• EXCERPTED TEXT
********
Letter from our Co-Chairs

Politics has changed over the last decade. Factors that once were seen as barriers are increasingly, and finally, being recognised as assets, and diverse voices are campaigning for change now more than ever before. 

In Australia, the last ten years have seen women hold some of the highest and most powerful offices for the first time: in the Hon. Julie Bishop as the first female Foreign Minister, Her Excellency Quentin Bryce as the first female Governor-General, and the Hon. Julia Gillard as Australia’s first, and at present only, female Prime Minister.

Yet, ephemeral representation at the highest levels of politics is not enough to shift the dial toward gender equality in Australian public life. There is much more work to be done to change the culture that both precludes many young women from getting involved in shaping the world around them, and motivates women already in office to leave politics altogether. 

This culture problem in Australian politics is not a new phenomenon. Rather, it is a product of the way politics has evolved from the Old Boys’ Club, and as a result has robbed women of opportunities to hone their advocacy skills in the same way as their male peers. In 2020, as Australia faced battles on multiple fronts, from bushfires, pandemics, and protests, to the economic recession, it was clear that women were not in the rooms where responses to crises were created. The acute need to empower women to enter politics was the driving force behind She Runs, which launched in 2020.

Our mission is to diversify politics by giving West Australian women, and particularly youth, the skills they need to get into, and thrive in, public life.
********
• INSTRUCTIONS
- 1) Please answer these from the co-chairs' letter:
(a) Who is named as Australia's first female Governor-General?
(b) In what year did She Runs launch?
(c) Whom does the mission statement say She Runs gives skills to?
- 2) Carry the co-chairs' letter forward from its final sentence.
********
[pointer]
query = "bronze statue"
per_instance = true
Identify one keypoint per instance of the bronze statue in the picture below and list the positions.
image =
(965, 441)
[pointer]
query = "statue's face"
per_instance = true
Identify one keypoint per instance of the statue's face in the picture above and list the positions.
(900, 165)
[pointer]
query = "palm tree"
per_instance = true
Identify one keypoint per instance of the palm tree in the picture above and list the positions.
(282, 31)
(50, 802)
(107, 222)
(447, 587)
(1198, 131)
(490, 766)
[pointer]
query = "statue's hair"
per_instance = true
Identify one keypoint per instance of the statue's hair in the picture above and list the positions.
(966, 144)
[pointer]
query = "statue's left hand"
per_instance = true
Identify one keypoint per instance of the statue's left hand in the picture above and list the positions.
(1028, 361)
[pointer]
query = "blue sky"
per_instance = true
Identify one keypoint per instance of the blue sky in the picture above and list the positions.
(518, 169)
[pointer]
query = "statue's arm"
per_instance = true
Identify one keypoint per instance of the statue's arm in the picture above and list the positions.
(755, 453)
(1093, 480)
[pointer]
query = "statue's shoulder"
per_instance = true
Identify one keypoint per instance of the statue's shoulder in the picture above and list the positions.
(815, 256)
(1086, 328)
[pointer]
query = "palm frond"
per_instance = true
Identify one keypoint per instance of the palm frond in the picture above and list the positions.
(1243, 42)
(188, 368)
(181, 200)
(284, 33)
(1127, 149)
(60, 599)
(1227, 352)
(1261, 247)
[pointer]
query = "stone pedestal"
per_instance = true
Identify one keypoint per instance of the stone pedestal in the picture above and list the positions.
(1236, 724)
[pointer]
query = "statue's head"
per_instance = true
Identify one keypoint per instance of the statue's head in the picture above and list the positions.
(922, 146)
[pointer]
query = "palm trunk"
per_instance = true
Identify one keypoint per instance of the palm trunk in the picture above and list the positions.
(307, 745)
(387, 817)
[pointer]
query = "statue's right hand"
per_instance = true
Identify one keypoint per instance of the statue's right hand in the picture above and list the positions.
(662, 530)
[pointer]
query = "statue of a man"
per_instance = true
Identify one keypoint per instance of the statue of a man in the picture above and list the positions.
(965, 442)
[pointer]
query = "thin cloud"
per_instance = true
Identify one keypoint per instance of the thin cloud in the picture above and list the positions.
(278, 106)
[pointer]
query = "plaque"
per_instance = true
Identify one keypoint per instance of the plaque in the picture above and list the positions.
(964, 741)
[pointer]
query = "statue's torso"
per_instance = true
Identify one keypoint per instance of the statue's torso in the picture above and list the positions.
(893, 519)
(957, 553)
********
• ANSWERS PROVIDED
- 1)
(a) Her Excellency Quentin Bryce.
(b) 2020.
(c) West Australian women, and particularly youth.

- 2)
In the first year of She Runs, we graduated 23 diverse Fellows through our inaugural Campaign School, created dozens of networking events connecting Fellows with local and national representatives, and advanced research on the barriers to entering politics for Australian women.

 

Our hope is that they will take the skills and connections that we equip them with into the public arena at every level.

 

 

We will build upon what we started over the next twelve months. Our future will include graduating the second cohort of Fellows through the Campaign School, expanding the Campaign School to regional Western Australia to empower women from every part of the state to enter public life, and delivering more networking events through She Runs Thursdays.

Our dream is that our efforts will irrevocably improve the culture and composition of Australian politics.

 

We are striving toward our goals by living our values at every turn. From our unwavering commitment to our cohort and their needs, ensuring diversity in our programming is substantive and not tokenistic, being curious, to having the courage to dare - we are what we say, and we say what we do.

 

 

She Runs' future is busy and bright. What's more, it's true what they say - the future is FEMALE.